■ **Текст**:
• • • •

Репников Александр Витальевич
«Мы запутались в паутине, сотканной из трагических противоречий нашего века»
(В.В. Шульгин и крушение монархии)
Количество мифов и легенд, связанных с жизнью и деятельностью В.В. Шульгина
весьма значительно. Изучая его биографию, приходится часто сталкиваться как со случайно
допущенными ошибками, так и с намеренными искажениями. Это не удивительно,
поскольку Василий Витальевич, проживший 98 лет, был не просто «очевидцем», но и
активным участником исторических событий.
Большое значение для написания биографии Шульгина имеют документы его
следственного дела, хранящегося в Центральном архиве ФСБ России. В материалах дела
содержится информация о дореволюционной деятельности Шульгина; прослеживается
эволюция его взглядов. Опись архивного следственного дела № Р–48956 (в 1 т.) год
производства: 1945–1947 в отношении Шульгина, впервые была опубликована А.В.
Репниковым и В.С. Христофоровым1. В 2003–2007 гг. ими же в журналах «Новая и новейшая
история», «Россия XXI», «Родина», и в ряде сборников была впервые осуществлена
публикация отдельных материалов из следственного дела Шульгина2. Полный текст дела,
снабженный вступительной статьей, комментариями, приложениями и впервые
извлеченными из архивов фотографиями, подготовленный В.Г. Макаровым, А.В.
Репниковым и В.С. Христофоровым, выйдет отдельной книгой в 2010 году. Цель данной
статьи – кратко остановиться на некоторых вехах жизненного пути Шульгина, показав
эволюцию его взглядов.
Известный своими монархическими и националистическими взглядами, Шульгин
2 марта 1917 г. вместе с А.И. Гучковым по поручению Временного комитета
Государственной думы выехал в Псков, где находился император Николай II и принял у него
отречение. «Некоторые не могут мне забыть, что ездил в Псков, писал Шульгин, а я не могу
им простить, что они попрятались во все дыры, когда все рушилось, а теперь могут упрекать
меня за то, что я осмелился поехать к Царю и принять неизбежный акт отречения во всем
уважении к Венценосцу, вместо того, чтобы вместе с ними забиться под диваны
Таврического, или иных дворцов и оттуда смотреть, как Чхеидзе и Нахамкес будут “читать
мораль” последнему русскому Государю», писал он впоследствии3. «Кульминационным
моментом выявления своей личности, – писал Е.А. Ефимовский – было участие В.В.

• • • •

■ **Исходные данные**:
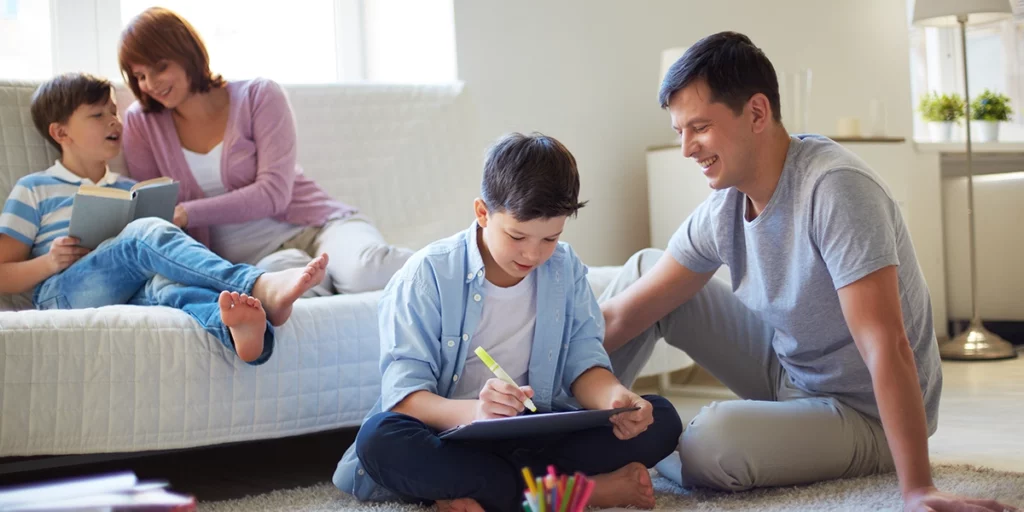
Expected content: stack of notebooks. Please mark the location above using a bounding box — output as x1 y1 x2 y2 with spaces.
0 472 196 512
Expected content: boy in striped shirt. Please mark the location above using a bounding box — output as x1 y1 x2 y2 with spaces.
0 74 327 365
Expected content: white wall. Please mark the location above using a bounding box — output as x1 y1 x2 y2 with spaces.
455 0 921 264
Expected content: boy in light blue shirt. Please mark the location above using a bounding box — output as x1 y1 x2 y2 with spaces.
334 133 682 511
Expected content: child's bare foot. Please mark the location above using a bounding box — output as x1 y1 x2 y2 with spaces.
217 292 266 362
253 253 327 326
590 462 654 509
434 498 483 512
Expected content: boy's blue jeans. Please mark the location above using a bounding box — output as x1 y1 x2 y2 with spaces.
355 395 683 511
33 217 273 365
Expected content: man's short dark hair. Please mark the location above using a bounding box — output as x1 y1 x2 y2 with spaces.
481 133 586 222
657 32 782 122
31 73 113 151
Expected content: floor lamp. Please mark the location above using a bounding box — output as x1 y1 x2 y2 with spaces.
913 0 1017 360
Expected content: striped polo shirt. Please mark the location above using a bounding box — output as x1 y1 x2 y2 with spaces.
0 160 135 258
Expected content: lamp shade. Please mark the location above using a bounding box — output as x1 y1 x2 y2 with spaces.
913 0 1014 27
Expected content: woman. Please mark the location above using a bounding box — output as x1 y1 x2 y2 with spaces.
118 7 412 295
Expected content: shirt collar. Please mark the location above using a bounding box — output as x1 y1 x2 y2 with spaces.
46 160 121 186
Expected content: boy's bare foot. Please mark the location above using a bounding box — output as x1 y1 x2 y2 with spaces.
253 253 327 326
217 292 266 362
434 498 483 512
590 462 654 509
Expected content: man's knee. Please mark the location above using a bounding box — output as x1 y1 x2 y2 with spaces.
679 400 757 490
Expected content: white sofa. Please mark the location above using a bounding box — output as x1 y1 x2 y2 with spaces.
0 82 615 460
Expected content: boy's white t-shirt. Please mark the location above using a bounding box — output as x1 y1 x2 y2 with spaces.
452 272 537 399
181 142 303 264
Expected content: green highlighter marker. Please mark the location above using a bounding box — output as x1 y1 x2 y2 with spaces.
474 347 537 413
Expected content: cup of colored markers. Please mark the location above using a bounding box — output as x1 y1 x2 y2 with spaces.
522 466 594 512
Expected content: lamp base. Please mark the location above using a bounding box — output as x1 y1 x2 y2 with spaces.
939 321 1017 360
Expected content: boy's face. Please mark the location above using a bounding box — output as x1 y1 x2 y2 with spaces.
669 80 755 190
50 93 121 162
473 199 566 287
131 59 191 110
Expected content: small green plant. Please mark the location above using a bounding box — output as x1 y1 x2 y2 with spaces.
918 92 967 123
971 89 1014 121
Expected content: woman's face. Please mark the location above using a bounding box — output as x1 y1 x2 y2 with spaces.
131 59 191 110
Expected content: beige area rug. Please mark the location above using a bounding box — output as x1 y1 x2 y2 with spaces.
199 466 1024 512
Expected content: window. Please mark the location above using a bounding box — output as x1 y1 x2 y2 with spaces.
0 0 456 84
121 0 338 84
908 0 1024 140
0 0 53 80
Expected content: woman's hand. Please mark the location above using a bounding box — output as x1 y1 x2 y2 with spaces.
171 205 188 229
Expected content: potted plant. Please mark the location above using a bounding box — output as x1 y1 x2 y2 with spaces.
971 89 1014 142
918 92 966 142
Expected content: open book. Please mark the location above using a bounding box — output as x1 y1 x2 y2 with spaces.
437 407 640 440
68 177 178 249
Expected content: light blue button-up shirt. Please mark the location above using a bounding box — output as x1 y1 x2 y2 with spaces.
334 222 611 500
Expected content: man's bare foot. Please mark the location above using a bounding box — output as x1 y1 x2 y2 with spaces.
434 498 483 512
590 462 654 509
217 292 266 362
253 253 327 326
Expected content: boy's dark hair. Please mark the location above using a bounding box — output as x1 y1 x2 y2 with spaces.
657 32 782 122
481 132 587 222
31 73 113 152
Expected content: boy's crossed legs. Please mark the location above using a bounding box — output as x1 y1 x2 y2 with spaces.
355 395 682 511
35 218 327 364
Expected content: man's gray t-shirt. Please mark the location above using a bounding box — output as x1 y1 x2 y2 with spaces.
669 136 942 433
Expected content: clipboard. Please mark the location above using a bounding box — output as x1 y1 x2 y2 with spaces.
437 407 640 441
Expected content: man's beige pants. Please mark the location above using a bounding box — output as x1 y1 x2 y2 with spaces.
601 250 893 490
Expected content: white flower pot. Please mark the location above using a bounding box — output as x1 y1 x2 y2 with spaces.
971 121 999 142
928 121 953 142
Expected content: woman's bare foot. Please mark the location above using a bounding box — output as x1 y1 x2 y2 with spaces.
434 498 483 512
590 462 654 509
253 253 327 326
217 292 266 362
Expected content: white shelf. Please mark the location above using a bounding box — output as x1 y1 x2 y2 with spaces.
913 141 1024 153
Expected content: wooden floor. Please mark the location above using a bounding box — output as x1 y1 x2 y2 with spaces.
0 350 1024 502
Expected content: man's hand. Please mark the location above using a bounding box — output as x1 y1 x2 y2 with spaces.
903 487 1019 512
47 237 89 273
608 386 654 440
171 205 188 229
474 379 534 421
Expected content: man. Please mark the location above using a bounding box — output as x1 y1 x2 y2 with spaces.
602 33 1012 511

• • • •

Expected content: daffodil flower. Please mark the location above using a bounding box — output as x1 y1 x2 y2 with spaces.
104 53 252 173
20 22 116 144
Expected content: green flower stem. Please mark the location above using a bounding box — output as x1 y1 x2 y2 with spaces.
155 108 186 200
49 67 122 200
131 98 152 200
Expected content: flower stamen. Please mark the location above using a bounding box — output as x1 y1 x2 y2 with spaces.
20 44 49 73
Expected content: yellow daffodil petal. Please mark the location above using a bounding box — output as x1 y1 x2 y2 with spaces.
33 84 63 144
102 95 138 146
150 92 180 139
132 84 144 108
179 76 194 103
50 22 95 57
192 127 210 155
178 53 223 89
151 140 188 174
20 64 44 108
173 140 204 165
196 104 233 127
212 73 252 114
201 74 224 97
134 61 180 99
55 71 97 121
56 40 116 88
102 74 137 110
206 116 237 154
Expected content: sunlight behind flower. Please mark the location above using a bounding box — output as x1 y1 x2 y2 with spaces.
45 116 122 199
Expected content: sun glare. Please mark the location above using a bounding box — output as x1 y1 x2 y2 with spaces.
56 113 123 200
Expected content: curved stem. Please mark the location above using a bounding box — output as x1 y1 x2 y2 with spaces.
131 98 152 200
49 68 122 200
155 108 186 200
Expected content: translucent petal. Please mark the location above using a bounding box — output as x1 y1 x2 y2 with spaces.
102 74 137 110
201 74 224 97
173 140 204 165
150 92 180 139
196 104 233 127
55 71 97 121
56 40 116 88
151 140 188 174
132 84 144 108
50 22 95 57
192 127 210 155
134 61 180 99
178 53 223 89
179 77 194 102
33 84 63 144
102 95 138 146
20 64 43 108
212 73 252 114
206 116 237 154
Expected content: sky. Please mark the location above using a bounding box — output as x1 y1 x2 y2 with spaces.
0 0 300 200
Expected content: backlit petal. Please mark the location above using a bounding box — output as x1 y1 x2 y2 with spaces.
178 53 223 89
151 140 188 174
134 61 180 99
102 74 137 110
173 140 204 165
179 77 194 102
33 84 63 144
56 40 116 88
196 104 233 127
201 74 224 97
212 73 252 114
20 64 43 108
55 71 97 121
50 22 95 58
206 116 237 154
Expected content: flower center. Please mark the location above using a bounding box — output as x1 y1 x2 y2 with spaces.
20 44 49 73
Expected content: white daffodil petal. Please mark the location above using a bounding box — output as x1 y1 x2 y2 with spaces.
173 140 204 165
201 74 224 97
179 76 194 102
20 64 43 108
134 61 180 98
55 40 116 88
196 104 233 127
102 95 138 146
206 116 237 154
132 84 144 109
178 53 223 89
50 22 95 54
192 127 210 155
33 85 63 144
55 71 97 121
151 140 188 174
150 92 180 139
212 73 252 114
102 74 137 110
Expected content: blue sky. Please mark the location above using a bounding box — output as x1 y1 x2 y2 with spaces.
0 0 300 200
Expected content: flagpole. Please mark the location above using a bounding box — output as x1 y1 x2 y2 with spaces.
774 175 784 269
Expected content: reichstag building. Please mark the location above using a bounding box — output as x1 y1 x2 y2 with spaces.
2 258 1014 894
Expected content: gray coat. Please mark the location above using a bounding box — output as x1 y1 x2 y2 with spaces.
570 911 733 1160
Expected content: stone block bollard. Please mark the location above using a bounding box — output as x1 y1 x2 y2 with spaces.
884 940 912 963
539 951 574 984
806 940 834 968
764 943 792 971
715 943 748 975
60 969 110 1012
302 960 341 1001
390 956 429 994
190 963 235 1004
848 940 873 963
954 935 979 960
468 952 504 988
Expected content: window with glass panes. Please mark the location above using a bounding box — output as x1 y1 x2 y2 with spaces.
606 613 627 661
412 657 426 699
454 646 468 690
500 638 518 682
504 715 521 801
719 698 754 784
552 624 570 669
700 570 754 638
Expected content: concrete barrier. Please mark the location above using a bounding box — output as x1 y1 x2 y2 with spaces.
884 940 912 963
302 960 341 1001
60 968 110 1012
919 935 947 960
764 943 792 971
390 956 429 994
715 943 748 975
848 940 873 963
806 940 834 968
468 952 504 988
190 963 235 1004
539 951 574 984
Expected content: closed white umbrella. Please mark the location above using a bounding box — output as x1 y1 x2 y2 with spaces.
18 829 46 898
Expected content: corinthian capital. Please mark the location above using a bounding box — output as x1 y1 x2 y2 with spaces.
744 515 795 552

• • • •

■ **Цель задания**: Напишите продолжение статьи о В.В. Шульгине и крушении монархии, начав сразу после последних слов текста.

■ **Ответ**:
Шульгина в трагическом моменте отречения Императора Николая II; участие, ложно
истолкованное массой сторонников и противников этого исторического акта. Я как-то
спросил В.В.: как это могло случиться. Он расплакался и сказал: мы этого никогда не
хотели; но, если это должно было случиться, монархисты должны были быть около
Государя, а не оставлять его на объяснение с врагами»4. В недавней беседе на радиостанции
«Свобода» с И. Толстым историк О. Будницкий говорил по поводу данного поступка
Шульгина: «Это был реалистический взгляд на вещи. Он понимал, что если защищать
монархию, то должны быть те, кто готов это делать в оружием в руках, здесь и сейчас. А в
России была всеобщая эйфория. Когда сейчас всякие гопники, я по-другому не могу назвать
этих людей, начинают рассказывать сказки о каких-то заговорах, в результате которых
свергли монархию, что был верхушечный заговор, и вот так вот у народа украли тот строй, в
который он верил, исповедовал, и что это было безобразие, кучка заговорщиков и, конечно,
какие-то иностранцы? – это все полная чушь. Посмотрите, что произошло в России.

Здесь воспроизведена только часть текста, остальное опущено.